Please select every line in the items below that contains the string "shirt". Matches are case-sensitive.

Source data
====

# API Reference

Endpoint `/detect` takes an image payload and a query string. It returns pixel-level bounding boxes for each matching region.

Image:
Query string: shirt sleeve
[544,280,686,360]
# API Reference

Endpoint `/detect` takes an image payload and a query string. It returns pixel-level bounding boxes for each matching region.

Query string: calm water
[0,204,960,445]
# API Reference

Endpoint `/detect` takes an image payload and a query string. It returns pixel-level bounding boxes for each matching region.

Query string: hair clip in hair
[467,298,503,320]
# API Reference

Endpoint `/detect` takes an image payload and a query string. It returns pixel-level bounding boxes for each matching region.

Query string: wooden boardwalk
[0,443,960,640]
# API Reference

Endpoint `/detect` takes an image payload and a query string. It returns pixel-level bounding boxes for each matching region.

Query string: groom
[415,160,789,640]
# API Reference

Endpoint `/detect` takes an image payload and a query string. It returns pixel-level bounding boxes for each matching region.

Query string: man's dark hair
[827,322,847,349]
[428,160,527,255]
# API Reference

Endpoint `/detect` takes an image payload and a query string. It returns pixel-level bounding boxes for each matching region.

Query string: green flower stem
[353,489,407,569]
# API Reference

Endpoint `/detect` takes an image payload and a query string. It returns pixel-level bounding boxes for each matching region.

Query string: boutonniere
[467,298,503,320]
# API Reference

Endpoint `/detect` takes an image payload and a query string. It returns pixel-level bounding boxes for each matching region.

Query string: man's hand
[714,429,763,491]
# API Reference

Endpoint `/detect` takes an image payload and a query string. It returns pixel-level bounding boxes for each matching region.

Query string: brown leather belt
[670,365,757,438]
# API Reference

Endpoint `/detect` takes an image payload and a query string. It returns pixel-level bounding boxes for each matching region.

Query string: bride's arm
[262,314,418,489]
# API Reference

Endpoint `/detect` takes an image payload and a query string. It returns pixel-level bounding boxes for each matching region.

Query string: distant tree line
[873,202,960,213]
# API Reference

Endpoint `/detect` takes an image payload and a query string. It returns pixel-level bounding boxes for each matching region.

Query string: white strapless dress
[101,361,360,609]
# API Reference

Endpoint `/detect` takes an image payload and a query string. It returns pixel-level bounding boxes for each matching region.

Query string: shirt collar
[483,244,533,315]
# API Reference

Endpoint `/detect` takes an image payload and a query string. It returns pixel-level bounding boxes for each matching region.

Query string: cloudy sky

====

• _Complete answer_:
Query string: shirt sleeve
Query string: shirt collar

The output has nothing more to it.